**MATERIALS PROVIDED**
= = = =

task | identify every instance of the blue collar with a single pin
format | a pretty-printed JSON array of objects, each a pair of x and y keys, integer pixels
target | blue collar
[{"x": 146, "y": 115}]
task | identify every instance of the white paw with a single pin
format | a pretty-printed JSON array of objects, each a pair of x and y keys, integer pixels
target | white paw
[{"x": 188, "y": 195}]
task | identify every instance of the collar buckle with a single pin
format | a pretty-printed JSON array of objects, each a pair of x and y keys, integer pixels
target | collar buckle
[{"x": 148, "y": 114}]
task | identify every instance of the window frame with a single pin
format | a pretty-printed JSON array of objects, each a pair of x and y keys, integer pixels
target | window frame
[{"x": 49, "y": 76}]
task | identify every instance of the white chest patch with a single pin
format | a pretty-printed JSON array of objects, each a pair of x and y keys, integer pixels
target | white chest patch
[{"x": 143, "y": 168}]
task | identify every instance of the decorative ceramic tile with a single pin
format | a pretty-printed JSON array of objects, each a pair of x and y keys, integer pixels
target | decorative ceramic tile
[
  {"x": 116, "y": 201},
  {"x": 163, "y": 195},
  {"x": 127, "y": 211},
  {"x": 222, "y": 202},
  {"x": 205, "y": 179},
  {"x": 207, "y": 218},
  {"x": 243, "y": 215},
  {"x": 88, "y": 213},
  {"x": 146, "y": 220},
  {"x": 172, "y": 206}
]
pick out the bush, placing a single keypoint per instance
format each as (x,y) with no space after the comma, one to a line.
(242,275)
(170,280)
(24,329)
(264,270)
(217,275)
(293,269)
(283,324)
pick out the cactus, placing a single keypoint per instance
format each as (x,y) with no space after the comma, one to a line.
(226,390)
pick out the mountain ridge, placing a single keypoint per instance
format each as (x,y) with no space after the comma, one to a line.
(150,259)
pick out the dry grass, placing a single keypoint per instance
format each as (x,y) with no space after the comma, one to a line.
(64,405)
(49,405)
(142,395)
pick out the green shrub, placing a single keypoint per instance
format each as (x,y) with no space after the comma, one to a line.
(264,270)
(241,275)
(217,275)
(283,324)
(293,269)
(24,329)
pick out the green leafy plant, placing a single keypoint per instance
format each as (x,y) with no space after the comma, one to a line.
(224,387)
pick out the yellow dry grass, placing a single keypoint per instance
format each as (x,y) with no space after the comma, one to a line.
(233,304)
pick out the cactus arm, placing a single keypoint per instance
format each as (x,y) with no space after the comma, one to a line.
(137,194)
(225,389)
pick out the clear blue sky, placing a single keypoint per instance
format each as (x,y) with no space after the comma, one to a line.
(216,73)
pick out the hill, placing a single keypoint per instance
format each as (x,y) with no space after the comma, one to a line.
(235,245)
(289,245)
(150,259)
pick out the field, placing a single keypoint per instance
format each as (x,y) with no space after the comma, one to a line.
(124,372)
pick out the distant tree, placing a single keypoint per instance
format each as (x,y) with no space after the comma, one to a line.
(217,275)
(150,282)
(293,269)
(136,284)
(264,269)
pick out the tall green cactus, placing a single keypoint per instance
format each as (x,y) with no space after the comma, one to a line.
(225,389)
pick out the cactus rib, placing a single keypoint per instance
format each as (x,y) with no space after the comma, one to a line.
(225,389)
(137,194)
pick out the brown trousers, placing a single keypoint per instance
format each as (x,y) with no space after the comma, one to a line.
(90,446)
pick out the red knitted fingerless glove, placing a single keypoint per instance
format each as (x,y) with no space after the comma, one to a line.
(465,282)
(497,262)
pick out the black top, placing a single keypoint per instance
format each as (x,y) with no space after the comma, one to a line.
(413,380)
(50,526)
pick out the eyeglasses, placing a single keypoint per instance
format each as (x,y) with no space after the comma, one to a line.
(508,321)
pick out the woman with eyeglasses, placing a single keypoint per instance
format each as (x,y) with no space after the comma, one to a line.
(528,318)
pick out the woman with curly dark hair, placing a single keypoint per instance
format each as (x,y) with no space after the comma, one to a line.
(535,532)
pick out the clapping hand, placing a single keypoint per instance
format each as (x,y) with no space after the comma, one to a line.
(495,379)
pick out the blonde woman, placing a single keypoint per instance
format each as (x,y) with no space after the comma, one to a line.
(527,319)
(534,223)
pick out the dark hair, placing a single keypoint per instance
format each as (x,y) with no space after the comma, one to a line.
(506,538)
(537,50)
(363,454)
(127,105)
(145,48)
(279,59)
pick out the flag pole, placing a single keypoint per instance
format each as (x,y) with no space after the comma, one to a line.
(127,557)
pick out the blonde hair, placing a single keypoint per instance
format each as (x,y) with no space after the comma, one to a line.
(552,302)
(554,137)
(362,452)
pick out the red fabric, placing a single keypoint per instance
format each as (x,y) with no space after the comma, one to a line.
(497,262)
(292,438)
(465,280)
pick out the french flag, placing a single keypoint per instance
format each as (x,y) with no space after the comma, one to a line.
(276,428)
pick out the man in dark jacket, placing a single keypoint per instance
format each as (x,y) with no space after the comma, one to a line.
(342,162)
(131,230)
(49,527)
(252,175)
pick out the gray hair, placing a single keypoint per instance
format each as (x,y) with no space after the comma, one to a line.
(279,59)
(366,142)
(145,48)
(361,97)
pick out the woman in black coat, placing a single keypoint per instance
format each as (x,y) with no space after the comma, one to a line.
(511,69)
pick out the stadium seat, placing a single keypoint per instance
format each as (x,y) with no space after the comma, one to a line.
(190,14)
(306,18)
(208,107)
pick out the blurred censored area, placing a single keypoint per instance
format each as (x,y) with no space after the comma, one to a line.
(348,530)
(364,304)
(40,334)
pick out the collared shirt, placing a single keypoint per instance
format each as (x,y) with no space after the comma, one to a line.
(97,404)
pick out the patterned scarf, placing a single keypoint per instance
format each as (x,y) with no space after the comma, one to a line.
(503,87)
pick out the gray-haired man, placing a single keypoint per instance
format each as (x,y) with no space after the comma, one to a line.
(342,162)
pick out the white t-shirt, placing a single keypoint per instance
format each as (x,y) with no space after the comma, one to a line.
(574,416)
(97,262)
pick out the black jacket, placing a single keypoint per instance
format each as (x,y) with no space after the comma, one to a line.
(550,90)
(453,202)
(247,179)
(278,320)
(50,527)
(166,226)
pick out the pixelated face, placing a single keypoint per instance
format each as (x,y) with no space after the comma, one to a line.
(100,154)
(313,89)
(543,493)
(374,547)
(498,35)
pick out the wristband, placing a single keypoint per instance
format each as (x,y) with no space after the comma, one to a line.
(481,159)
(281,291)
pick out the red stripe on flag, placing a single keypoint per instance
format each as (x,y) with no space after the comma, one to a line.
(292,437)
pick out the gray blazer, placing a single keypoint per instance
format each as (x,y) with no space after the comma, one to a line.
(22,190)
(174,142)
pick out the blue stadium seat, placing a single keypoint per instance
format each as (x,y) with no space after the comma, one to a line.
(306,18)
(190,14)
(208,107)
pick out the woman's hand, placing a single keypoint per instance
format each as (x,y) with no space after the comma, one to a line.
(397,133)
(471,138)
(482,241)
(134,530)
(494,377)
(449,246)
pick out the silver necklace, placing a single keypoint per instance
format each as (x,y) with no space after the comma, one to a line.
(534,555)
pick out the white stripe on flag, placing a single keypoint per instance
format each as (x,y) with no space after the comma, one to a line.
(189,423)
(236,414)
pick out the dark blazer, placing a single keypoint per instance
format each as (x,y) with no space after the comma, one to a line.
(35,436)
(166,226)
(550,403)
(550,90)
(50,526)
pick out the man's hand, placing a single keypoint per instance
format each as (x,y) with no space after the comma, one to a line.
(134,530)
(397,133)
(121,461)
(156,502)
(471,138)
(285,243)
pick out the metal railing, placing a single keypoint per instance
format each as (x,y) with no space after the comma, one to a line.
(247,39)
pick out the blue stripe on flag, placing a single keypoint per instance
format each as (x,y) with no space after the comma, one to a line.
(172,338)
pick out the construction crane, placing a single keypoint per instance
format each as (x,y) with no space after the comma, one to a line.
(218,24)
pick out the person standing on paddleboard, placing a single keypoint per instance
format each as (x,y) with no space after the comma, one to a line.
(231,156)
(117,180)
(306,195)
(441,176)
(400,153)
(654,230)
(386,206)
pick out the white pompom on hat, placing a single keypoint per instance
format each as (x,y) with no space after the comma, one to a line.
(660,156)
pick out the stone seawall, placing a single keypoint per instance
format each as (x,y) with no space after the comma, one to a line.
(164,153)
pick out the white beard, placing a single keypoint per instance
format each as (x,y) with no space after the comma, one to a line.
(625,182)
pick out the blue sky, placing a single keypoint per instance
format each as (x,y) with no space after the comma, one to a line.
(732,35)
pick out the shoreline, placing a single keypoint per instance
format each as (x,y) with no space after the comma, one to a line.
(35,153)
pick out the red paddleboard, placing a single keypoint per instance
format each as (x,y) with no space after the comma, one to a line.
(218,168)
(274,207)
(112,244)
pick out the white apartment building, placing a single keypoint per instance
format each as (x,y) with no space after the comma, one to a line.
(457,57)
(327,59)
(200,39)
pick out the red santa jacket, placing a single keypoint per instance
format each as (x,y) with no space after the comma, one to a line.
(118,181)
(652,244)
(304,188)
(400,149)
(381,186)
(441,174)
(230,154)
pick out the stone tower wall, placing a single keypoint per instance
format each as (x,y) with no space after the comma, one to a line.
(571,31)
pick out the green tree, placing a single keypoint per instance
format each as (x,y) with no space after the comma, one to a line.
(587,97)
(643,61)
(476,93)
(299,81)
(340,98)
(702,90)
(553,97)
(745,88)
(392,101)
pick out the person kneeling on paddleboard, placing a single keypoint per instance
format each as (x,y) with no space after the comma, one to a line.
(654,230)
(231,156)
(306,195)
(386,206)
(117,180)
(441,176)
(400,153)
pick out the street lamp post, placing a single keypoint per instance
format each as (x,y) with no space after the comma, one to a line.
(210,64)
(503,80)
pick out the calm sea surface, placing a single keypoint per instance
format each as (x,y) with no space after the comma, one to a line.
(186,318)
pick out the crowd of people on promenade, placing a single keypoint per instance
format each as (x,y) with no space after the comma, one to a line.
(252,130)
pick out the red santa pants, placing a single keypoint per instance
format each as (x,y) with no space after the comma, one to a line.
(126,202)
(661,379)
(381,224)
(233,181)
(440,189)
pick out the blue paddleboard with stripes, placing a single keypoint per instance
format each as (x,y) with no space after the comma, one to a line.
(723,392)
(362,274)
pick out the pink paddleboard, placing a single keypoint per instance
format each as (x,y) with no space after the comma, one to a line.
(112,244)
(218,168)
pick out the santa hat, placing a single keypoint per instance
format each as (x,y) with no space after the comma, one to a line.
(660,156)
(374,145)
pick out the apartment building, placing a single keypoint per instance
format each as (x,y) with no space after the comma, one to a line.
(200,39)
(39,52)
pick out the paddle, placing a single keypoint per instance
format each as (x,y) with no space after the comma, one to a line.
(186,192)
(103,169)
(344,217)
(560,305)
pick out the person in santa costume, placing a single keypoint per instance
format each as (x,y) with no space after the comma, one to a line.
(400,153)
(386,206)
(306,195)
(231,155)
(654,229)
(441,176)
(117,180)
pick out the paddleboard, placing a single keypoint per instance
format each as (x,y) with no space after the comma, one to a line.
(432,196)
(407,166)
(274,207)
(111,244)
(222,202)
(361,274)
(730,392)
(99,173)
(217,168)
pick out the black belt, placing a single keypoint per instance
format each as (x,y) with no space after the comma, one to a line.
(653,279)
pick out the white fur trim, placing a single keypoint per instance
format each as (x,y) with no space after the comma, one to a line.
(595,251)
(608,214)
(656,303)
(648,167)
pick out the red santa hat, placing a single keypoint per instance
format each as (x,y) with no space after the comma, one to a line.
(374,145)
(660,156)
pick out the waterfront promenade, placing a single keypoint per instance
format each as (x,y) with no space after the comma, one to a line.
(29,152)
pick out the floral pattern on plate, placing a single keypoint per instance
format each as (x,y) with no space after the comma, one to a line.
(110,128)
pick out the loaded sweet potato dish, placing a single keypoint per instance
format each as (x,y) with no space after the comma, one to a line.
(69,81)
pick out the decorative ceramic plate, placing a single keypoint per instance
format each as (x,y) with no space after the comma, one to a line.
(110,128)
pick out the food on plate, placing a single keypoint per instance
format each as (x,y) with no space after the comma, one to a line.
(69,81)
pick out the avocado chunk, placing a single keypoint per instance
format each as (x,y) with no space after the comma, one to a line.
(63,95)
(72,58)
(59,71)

= = = =

**YOUR GOAL**
Word for word, restate the listing above from its first line to the line with "task | identify every instance of the decorative", keeping both.

**RESULT OF THIS EXERCISE**
task | identify every instance of the blue collar with a single pin
format | a pretty-printed JSON array of objects, each a pair of x and y keys, integer pixels
target | blue collar
[{"x": 146, "y": 115}]
task | identify every instance of the white paw with a single pin
format | a pretty-printed JSON array of objects, each a pair of x and y keys, integer pixels
target | white paw
[{"x": 188, "y": 195}]
task | identify every instance of the collar buckle with a single pin
format | a pretty-printed JSON array of objects, each a pair of x and y keys, integer pixels
target | collar buckle
[{"x": 148, "y": 114}]
task | identify every instance of the window frame with a single pin
format | a pretty-printed JSON array of objects, each a pair of x and y keys, integer pixels
target | window frame
[{"x": 49, "y": 76}]
task | identify every instance of the white chest patch with a single pin
format | a pretty-printed JSON array of objects, each a pair of x and y keys, integer pixels
target | white chest patch
[{"x": 143, "y": 168}]
task | identify every instance of the decorative ceramic tile with a single pin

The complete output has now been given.